> **AIM**
Output all of the entries below precisely as written.

:::::

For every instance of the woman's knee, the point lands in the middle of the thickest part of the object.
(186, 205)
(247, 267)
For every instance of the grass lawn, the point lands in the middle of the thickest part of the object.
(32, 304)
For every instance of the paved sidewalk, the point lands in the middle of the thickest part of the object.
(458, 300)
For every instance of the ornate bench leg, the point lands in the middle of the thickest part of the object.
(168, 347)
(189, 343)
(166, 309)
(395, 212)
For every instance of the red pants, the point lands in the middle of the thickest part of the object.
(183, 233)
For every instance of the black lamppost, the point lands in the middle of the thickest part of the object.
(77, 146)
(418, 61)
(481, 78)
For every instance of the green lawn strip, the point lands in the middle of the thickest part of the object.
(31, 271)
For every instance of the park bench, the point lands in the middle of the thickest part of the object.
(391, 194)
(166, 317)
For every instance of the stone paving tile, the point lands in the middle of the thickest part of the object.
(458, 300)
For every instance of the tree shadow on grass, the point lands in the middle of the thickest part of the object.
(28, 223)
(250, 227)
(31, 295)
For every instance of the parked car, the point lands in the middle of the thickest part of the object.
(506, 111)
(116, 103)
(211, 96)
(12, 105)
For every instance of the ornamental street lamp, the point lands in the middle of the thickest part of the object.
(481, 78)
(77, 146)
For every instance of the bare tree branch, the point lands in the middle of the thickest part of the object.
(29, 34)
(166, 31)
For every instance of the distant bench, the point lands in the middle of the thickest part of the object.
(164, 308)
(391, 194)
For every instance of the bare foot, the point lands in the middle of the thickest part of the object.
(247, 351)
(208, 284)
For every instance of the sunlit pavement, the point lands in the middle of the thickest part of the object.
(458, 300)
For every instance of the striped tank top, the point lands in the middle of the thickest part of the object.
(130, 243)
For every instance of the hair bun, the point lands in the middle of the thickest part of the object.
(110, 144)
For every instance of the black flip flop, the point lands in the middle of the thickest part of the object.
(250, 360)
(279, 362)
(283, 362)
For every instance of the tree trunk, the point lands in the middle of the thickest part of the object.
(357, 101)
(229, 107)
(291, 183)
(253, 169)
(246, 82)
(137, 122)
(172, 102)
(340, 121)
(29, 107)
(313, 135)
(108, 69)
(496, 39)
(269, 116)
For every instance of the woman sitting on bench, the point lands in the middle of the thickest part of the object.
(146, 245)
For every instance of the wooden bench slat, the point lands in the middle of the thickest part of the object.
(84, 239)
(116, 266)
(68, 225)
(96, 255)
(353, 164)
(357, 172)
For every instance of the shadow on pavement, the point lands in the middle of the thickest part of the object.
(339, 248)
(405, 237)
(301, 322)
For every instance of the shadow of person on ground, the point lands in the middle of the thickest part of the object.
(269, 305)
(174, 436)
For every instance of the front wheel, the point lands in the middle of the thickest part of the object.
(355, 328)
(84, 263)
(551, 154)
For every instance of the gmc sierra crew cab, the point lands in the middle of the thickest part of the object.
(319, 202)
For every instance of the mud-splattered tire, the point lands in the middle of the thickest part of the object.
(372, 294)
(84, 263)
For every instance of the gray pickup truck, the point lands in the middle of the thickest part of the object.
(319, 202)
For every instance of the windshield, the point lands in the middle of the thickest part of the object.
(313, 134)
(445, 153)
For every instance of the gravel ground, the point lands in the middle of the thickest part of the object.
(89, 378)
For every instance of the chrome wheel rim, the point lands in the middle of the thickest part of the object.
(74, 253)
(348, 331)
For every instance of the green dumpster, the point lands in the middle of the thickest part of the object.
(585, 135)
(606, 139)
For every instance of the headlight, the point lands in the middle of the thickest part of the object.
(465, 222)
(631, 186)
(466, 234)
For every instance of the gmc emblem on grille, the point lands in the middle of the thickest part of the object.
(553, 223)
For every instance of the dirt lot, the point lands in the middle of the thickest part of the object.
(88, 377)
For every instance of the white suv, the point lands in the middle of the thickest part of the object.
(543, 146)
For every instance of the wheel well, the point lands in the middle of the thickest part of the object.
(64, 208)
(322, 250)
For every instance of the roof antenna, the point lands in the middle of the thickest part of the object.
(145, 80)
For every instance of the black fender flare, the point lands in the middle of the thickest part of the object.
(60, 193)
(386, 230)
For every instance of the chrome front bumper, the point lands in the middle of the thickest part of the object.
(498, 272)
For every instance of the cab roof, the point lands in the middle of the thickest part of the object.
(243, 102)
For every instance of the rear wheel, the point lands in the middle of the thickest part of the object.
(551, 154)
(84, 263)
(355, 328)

:::::

> **FINAL RESULT**
For every instance of the woman's knee, the point lands in the middle of the thickest part of the object.
(186, 205)
(247, 267)
For every instance of the grass lawn, the point lands in the middle of the thickest part of the object.
(32, 304)
For every instance of the paved sidewalk, the point lands in the middle of the thickest part of the object.
(458, 300)
For every instance of the ornate bench leg, the point lands in the middle of the thickest part of the object.
(168, 347)
(189, 343)
(166, 309)
(395, 212)
For every instance of the red pants, the point lands in the middle of the thickest part of the object.
(183, 233)
For every instance of the black lamppost, the point lands in the middle of the thickest part of the object.
(77, 146)
(418, 61)
(481, 78)
For every instance of the green lawn strip, the point lands in the middle of the thickest part of the object.
(31, 271)
For every instance of the park bench, the point lands in the middle of the thickest part of the object.
(391, 194)
(166, 317)
For every instance of the stone paving tile, the point lands in the middle of the thickest part of the object.
(458, 300)
For every instance of the tree shadow on grass, the point lands in the middle of the thickest part of the object.
(28, 223)
(250, 227)
(31, 295)
For every instance of the parked car, the point lands in the middle of the thickest part of the object.
(506, 111)
(116, 103)
(211, 96)
(12, 105)
For every instance of the ornamental street lamp, the point lands in the middle of the thickest part of the object.
(481, 78)
(77, 146)
For every instance of the bare tree branch, the point lands in the middle of the thickest part of the object.
(29, 34)
(166, 31)
For every instance of the distant bench, the point lands in the middle of the thickest part of the object.
(164, 308)
(391, 194)
For every instance of the bare foot, the point lands in the middle of the thickest part of the object.
(247, 351)
(208, 284)
For every instance of the sunlit pavement, the point lands in the middle of the thickest part of the object.
(458, 300)
For every instance of the striped tank top, the point lands in the middle of the thickest part of the object.
(130, 243)
For every instance of the hair bun, the point lands in the middle of the thickest part of the object.
(110, 144)
For every instance of the black flip flop, the point lands in the middle of the thickest part of the object.
(250, 360)
(279, 362)
(283, 362)
For every instance of the tree trunk, the point lands in the middle of the thickest part of the object.
(357, 101)
(229, 107)
(291, 183)
(253, 169)
(246, 82)
(137, 122)
(172, 102)
(340, 121)
(29, 107)
(313, 135)
(108, 69)
(496, 39)
(269, 116)
For every instance of the woman sitting on bench, the point lands in the middle of the thickest part of the object.
(146, 245)
For every instance of the wooden bench slat, the point lands in the middle of the thickest part of the object.
(84, 239)
(116, 266)
(68, 225)
(96, 255)
(353, 164)
(357, 172)
For every instance of the shadow on pavement, the point lands in the middle of the thickest part of the object.
(339, 248)
(405, 237)
(301, 322)
For every instance of the shadow of person on ground, the point lands in the middle of the thickest part of the object.
(269, 305)
(174, 436)
For every instance of the front wheel, the point lands in the middle of the thickest part of the object.
(355, 328)
(84, 263)
(551, 154)
For every instance of the gmc sierra crew cab, the point lands in the middle of the thickest part of the object.
(319, 202)
For every instance of the mud-splattered tire, the point lands in the middle of the thickest part of the object.
(372, 294)
(84, 263)
For every instance of the gray pickup truck, the point lands in the middle of the thickest part of the object.
(319, 202)
For every instance of the windshield, the point lands in the middle of the thickest part of the object.
(313, 134)
(445, 153)
For every instance of the gravel ground, the point lands in the middle of the thickest part of the object.
(89, 378)
For every instance of the chrome wheel rim, the point lands in the middle of the thickest part of the object.
(74, 253)
(348, 331)
For every instance of the green dumpster, the point lands in the middle of the thickest part of the object.
(585, 135)
(606, 139)
For every instance of the headlight, the point lands in the middle of the thickest part of the object.
(465, 222)
(631, 186)
(466, 234)
For every instance of the gmc emblem on grille, the point lands in the middle of the thickest part of the object.
(553, 223)
For every instance of the dirt lot, the point lands in the middle of the thickest part of the object.
(88, 377)
For every instance of the white suv, the point lands in the middle of the thickest part of the object.
(543, 146)
For every instance of the wheel well, the point lands in the middle of the thickest part of the object.
(64, 208)
(322, 250)
For every instance of the roof antenna, the point lands in the middle of the thickest part of the object.
(145, 80)
For every instance of the black fender flare, the point lands in the middle of the thickest part of the object.
(60, 193)
(386, 230)
For every instance of the chrome front bumper, the point lands in the middle of the thickest part of the object.
(498, 272)
For every instance of the cab roof, the point lands in the middle of the thickest part of the object.
(243, 102)
For every instance of the rear wheel, the point lands in the middle of the thickest part of the object.
(551, 154)
(84, 263)
(355, 328)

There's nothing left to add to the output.